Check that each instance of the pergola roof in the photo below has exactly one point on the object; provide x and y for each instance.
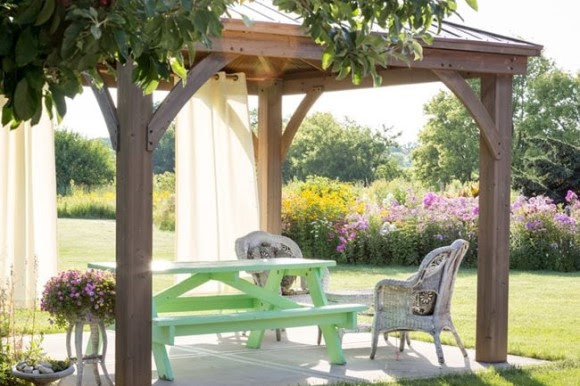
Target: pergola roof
(264, 12)
(275, 46)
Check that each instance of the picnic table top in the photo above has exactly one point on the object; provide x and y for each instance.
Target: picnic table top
(171, 267)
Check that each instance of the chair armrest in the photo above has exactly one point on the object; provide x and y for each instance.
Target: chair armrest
(393, 294)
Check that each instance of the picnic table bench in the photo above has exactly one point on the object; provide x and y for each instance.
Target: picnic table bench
(177, 312)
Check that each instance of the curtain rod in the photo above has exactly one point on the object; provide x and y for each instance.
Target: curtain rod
(228, 76)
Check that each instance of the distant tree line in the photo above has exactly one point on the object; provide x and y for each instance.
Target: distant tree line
(546, 135)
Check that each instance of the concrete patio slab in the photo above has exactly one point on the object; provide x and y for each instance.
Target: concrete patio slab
(223, 359)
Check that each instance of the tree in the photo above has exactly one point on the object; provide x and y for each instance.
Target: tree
(164, 154)
(550, 167)
(86, 162)
(344, 151)
(46, 45)
(546, 104)
(448, 144)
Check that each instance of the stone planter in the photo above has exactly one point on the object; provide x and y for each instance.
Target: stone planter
(42, 379)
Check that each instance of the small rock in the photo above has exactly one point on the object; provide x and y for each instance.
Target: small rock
(45, 370)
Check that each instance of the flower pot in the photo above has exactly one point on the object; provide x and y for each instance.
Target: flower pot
(42, 379)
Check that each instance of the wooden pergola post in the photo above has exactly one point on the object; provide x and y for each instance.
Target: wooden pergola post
(134, 235)
(269, 156)
(494, 216)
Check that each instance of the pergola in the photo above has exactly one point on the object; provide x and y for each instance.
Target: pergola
(280, 59)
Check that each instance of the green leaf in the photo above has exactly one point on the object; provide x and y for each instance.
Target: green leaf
(25, 104)
(26, 48)
(96, 31)
(7, 114)
(28, 12)
(69, 41)
(6, 42)
(472, 4)
(418, 50)
(327, 57)
(46, 12)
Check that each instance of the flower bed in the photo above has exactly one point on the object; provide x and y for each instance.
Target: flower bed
(402, 230)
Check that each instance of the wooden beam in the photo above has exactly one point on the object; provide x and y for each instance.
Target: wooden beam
(455, 82)
(275, 28)
(134, 235)
(494, 230)
(108, 109)
(295, 47)
(296, 120)
(269, 160)
(302, 83)
(181, 93)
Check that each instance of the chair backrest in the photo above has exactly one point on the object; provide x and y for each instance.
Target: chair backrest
(264, 245)
(280, 245)
(438, 270)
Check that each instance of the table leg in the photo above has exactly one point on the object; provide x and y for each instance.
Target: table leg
(164, 370)
(330, 332)
(273, 284)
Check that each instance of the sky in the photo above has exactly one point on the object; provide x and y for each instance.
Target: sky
(548, 23)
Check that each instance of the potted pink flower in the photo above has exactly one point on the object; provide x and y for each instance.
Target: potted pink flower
(74, 296)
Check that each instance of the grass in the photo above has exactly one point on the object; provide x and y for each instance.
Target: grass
(543, 305)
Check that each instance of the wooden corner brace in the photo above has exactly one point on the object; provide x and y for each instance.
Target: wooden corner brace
(455, 82)
(181, 93)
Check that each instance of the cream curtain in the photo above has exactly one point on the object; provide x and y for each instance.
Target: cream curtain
(216, 188)
(28, 249)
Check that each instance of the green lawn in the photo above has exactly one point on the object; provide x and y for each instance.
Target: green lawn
(544, 320)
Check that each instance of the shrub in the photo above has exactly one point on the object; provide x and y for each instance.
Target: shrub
(312, 212)
(84, 162)
(98, 204)
(544, 236)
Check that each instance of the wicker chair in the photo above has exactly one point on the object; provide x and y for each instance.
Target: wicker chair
(264, 245)
(422, 302)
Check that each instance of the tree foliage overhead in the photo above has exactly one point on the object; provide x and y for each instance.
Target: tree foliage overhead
(46, 45)
(347, 152)
(87, 162)
(546, 104)
(164, 154)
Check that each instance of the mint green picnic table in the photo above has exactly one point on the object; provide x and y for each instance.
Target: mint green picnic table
(254, 308)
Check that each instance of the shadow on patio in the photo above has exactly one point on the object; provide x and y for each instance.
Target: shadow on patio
(223, 359)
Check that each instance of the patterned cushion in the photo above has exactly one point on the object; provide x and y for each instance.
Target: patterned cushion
(424, 302)
(268, 251)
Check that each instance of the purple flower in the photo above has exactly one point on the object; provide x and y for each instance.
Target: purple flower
(429, 199)
(534, 225)
(564, 219)
(571, 196)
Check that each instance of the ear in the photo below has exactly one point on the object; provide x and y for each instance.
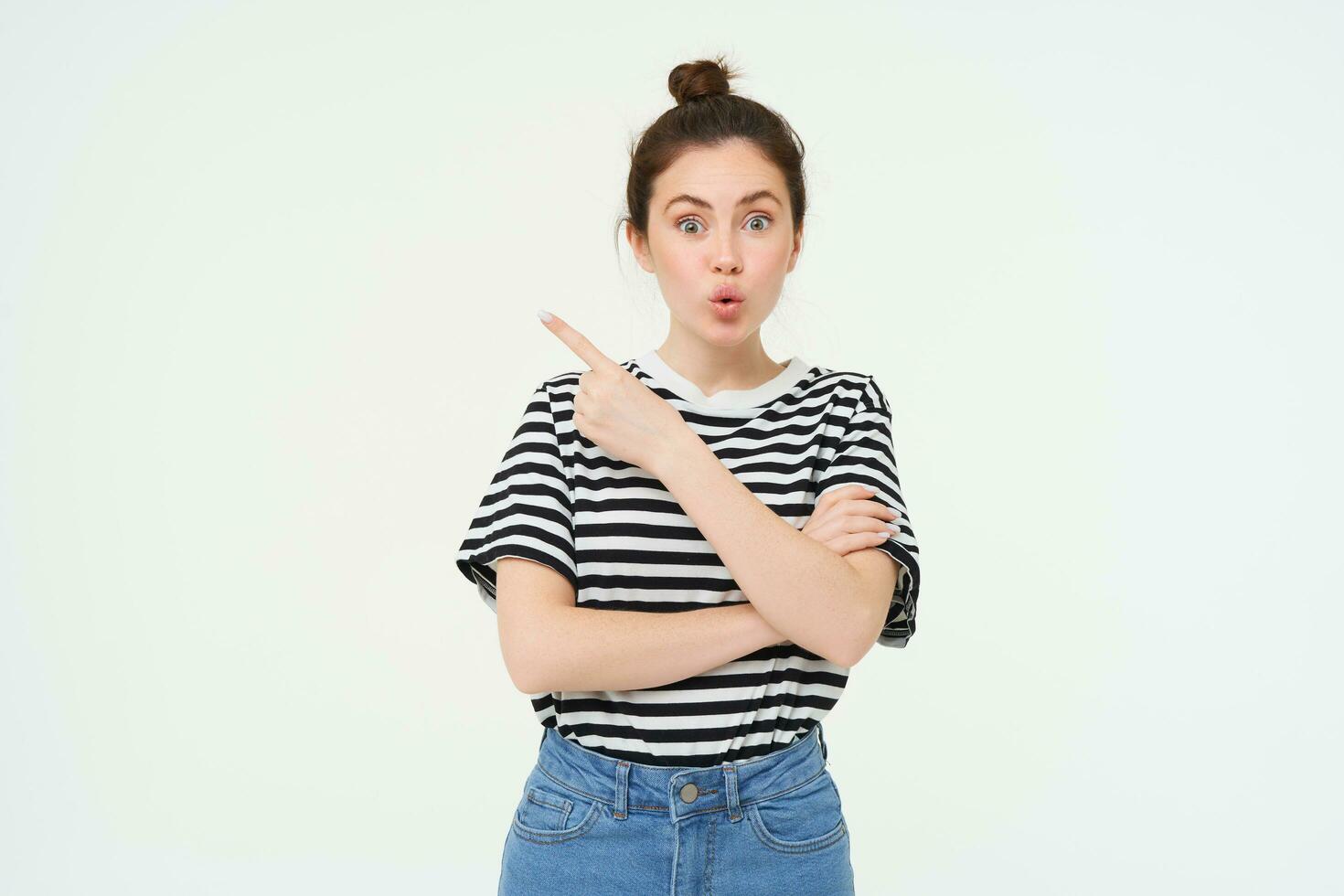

**EXERCISE AIM**
Reproduce word for word every line from the one containing "Check that each instance of the mint" through the end of the material, leaving out the pictures.

**EXERCISE ANSWER**
Check that each instance of the mint green picnic table in the photo above has exactly one point on the object; provide x and y for each instance.
Target: mint green picnic table
(254, 308)
Check that each instance of the shadow on patio in the photo above has exactly one point on the object; provide x and y for each instance.
Target: shadow on patio
(223, 359)
Check that each instance of the patterned cushion in the photo above has exactly one point on the object; provide x and y for each instance.
Target: patterned cushion
(424, 302)
(268, 251)
Check that each instance of the purple flower in the photo above has exactly one point on the object; provide x and y for each instance.
Target: purple flower
(429, 199)
(534, 225)
(564, 219)
(571, 196)
Check that each instance of the ear in the photo below has exactly one point on the object; provide x and y for each instance.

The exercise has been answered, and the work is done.